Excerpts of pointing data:
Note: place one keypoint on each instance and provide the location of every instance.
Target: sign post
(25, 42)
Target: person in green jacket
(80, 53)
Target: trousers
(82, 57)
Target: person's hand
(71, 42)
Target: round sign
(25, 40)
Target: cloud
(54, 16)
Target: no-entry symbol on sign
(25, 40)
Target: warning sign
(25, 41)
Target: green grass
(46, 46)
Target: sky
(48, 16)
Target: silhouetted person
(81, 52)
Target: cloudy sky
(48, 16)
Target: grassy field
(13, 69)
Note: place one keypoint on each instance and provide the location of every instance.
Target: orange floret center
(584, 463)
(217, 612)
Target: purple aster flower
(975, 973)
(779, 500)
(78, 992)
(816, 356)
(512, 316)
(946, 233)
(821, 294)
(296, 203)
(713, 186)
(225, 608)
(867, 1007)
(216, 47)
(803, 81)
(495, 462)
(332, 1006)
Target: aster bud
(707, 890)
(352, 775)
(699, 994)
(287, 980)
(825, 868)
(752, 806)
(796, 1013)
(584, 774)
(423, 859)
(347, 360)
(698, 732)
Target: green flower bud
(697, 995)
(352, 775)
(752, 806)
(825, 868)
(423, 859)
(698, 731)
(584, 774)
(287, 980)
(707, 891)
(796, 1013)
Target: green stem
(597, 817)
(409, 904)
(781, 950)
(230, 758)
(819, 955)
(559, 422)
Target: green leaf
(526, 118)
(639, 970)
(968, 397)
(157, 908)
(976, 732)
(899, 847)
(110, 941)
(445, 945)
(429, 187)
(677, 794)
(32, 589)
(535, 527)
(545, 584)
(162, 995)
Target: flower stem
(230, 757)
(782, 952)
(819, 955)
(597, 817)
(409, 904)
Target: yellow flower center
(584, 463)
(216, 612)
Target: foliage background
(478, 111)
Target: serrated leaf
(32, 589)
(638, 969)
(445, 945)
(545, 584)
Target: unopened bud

Exercise aim:
Recast every line of the listing above as a JSON list of strings, with one string per line and blank lines left out.

Problem solution:
[
  "Note: place one keypoint on each instance and provide the location of every instance.",
  "Target: sign post",
  "(25, 42)",
  "Target: person in green jacket",
  "(80, 53)",
  "Target: trousers",
  "(82, 57)",
  "Target: person's hand",
  "(71, 42)",
  "Target: round sign",
  "(25, 40)",
  "Target: cloud",
  "(54, 16)",
  "Target: no-entry symbol on sign",
  "(25, 40)",
  "Target: warning sign",
  "(25, 41)",
  "Target: green grass",
  "(46, 46)",
  "Target: sky",
  "(48, 16)",
  "Target: silhouetted person",
  "(81, 52)",
  "Target: cloudy sky",
  "(48, 16)",
  "Target: grassy field",
  "(13, 69)",
  "Note: place one keypoint on each instance and provide the location of every instance.",
  "Target: orange floret center",
  "(584, 463)",
  "(217, 612)",
  "Target: purple aster flower",
  "(975, 973)",
  "(779, 500)",
  "(78, 992)",
  "(816, 356)",
  "(512, 316)",
  "(946, 233)",
  "(821, 294)",
  "(296, 203)",
  "(713, 186)",
  "(225, 608)",
  "(867, 1007)",
  "(216, 47)",
  "(803, 81)",
  "(495, 462)",
  "(332, 1006)",
  "Target: aster bud",
  "(707, 890)",
  "(352, 775)",
  "(699, 994)",
  "(287, 980)",
  "(825, 868)",
  "(752, 806)",
  "(796, 1013)",
  "(584, 774)",
  "(423, 859)",
  "(347, 360)",
  "(698, 732)",
  "Target: green flower bud",
  "(697, 995)",
  "(352, 775)",
  "(752, 806)",
  "(825, 868)",
  "(423, 859)",
  "(698, 731)",
  "(584, 774)",
  "(287, 980)",
  "(707, 891)",
  "(796, 1013)",
  "Target: green stem",
  "(597, 817)",
  "(409, 904)",
  "(781, 950)",
  "(230, 758)",
  "(819, 955)",
  "(559, 422)",
  "Target: green leaf",
  "(526, 118)",
  "(639, 970)",
  "(968, 397)",
  "(157, 908)",
  "(976, 732)",
  "(899, 847)",
  "(110, 941)",
  "(445, 945)",
  "(429, 187)",
  "(677, 794)",
  "(32, 589)",
  "(535, 527)",
  "(545, 584)",
  "(162, 995)",
  "Target: flower stem",
  "(230, 757)",
  "(782, 952)",
  "(819, 955)",
  "(597, 817)",
  "(409, 904)",
  "Target: yellow flower center",
  "(584, 463)",
  "(216, 612)",
  "Target: foliage background",
  "(478, 111)",
  "Target: serrated leaf",
  "(32, 589)",
  "(638, 969)",
  "(445, 945)",
  "(545, 584)",
  "Target: unopened bud"
]